Task objective: Look through the listing and report every line that has "disposable" in it.

-------- Material shown --------

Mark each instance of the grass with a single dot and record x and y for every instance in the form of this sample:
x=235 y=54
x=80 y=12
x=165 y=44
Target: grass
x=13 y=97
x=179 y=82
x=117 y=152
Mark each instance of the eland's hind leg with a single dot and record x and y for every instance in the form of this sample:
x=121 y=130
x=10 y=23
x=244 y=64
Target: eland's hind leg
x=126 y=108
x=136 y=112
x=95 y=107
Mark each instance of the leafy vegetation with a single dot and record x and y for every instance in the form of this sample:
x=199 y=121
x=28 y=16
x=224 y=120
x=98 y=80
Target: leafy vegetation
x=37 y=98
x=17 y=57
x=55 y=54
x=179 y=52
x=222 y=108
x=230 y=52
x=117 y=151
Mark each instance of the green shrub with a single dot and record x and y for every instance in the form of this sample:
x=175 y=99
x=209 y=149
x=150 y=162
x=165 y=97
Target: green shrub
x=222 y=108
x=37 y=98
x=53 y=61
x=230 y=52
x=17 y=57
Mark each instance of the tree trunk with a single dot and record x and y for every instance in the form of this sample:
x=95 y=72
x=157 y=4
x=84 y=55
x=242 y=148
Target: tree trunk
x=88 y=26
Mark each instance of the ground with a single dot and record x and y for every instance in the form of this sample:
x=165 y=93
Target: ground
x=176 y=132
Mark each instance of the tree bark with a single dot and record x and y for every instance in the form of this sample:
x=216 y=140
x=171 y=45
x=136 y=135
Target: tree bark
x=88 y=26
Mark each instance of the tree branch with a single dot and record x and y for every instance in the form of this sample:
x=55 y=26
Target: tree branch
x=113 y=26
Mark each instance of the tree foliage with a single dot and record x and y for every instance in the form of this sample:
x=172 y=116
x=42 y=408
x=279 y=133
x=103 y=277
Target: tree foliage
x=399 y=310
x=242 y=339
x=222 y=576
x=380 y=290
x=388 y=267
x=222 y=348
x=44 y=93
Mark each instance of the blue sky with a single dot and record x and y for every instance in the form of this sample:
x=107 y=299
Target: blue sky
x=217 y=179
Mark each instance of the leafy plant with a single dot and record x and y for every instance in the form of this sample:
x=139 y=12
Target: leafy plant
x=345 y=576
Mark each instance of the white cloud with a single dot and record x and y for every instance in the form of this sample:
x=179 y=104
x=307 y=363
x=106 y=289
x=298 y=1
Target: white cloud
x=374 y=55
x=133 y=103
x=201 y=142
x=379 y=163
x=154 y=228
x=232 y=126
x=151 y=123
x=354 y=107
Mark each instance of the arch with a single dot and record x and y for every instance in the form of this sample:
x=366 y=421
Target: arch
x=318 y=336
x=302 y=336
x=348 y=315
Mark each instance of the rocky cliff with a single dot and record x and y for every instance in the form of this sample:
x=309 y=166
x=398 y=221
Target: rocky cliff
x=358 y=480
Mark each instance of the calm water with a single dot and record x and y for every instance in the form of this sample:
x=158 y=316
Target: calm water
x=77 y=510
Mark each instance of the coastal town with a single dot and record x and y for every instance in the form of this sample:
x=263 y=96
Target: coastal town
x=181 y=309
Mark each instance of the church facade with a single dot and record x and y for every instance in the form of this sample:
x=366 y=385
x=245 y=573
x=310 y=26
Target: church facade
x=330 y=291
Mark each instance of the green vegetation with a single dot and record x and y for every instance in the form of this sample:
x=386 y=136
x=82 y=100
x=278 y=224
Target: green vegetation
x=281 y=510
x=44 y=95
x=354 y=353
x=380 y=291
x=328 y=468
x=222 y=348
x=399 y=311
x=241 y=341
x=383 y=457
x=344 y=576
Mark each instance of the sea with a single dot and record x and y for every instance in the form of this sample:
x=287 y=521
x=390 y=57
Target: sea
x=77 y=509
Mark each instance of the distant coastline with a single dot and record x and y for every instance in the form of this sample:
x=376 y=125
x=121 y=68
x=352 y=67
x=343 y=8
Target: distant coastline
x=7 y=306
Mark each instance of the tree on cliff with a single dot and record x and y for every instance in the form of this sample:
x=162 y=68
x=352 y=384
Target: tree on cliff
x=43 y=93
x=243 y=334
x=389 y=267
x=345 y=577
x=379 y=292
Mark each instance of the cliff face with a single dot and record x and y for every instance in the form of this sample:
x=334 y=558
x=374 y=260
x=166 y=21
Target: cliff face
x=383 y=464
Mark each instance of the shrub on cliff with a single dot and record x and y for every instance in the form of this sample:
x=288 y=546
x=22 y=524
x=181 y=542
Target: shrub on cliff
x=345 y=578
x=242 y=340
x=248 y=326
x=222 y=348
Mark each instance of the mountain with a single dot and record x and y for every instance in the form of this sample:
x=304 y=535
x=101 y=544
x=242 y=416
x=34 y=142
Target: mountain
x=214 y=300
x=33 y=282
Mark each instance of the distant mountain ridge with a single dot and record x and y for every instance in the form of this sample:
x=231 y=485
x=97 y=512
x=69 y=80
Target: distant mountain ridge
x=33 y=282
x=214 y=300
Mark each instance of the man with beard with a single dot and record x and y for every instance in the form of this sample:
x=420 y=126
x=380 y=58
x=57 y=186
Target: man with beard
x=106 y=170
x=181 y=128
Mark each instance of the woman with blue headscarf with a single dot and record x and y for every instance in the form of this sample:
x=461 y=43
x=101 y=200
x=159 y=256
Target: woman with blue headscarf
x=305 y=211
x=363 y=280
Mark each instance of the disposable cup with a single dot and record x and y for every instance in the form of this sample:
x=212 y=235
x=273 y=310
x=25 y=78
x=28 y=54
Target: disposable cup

--------

Answer for this exercise:
Mark each instance of the disposable cup with a single dot and record x and y for every instance in the form of this sample:
Target: disposable cup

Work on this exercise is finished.